Point labeling dataset excerpts
···

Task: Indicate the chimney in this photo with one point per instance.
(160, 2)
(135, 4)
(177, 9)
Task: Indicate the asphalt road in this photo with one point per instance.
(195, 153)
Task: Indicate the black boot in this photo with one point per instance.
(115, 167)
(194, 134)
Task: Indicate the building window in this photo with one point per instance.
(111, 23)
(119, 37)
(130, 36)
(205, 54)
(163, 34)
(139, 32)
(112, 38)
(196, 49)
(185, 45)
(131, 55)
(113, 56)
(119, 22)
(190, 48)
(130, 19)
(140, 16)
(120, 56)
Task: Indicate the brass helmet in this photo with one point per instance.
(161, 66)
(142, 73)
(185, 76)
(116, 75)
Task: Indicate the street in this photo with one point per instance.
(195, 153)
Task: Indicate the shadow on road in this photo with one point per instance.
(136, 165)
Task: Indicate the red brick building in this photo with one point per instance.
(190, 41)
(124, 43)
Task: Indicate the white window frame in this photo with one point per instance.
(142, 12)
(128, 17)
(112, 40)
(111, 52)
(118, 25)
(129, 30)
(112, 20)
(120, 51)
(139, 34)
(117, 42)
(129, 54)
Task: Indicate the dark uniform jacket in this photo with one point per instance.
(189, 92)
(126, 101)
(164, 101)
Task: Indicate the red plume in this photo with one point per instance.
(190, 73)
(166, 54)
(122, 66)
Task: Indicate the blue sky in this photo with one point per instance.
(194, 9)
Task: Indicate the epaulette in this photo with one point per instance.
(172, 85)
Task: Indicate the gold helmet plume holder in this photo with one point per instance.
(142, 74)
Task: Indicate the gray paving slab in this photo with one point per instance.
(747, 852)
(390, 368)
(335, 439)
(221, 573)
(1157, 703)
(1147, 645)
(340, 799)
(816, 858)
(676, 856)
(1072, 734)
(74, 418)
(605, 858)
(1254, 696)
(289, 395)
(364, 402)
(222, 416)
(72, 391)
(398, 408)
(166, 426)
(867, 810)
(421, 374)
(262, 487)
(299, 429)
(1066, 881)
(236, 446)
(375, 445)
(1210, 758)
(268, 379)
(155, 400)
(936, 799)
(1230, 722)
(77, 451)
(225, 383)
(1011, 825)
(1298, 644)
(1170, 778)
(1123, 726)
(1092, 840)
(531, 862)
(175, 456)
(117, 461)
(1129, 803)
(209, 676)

···

◆ **Challenge**
Quote the whole listing above, leaving nothing out.

◆ **Exercise result**
Task: Indicate the chimney in this photo with one point per instance.
(160, 2)
(135, 4)
(177, 9)
Task: Indicate the asphalt road in this photo with one point per instance.
(195, 153)
Task: Indicate the black boot in this photo with one point per instance.
(115, 167)
(194, 134)
Task: Indicate the building window in this photo with one point per instance.
(111, 23)
(119, 37)
(130, 36)
(205, 54)
(163, 34)
(139, 32)
(112, 38)
(196, 49)
(185, 45)
(131, 55)
(113, 56)
(119, 22)
(190, 48)
(130, 19)
(140, 16)
(120, 56)
Task: Indicate the brass helmet in this photo with one point per instance.
(161, 66)
(142, 73)
(185, 76)
(116, 75)
Task: Indicate the street in this photo with one point per instance.
(195, 153)
Task: Indicate the shadow on road in this photo with one point per instance.
(136, 165)
Task: Indicate the red brick building in this photo with one point per instance.
(190, 41)
(124, 43)
Task: Indicate the white window frame in this photo with one point per instance.
(142, 12)
(128, 17)
(112, 40)
(111, 52)
(118, 25)
(129, 30)
(112, 20)
(120, 51)
(139, 34)
(117, 42)
(129, 54)
Task: Indicate the dark uniform jacket in this photo with one point per instance.
(189, 92)
(126, 101)
(164, 101)
Task: Indicate the red plume in this photo with one point per instance.
(190, 73)
(166, 54)
(122, 66)
Task: Indicate the blue sky in this photo with one point per instance.
(194, 9)
Task: Indicate the epaulette in this photo with one point per instance.
(172, 85)
Task: Indicate the gold helmet plume holder in this photo with one point per instance.
(142, 74)
Task: Indicate the gray paving slab in this photo with one point per instance.
(747, 852)
(390, 368)
(335, 439)
(221, 573)
(1157, 703)
(1147, 645)
(340, 799)
(816, 858)
(676, 856)
(1072, 734)
(74, 418)
(605, 858)
(1254, 696)
(289, 395)
(364, 402)
(222, 416)
(72, 391)
(398, 408)
(166, 426)
(867, 810)
(421, 374)
(262, 487)
(299, 429)
(1066, 881)
(236, 446)
(375, 445)
(1210, 758)
(268, 379)
(155, 400)
(936, 799)
(1230, 722)
(77, 451)
(225, 383)
(1011, 825)
(1298, 644)
(1170, 778)
(1123, 726)
(1092, 840)
(531, 862)
(175, 456)
(117, 461)
(1129, 803)
(209, 676)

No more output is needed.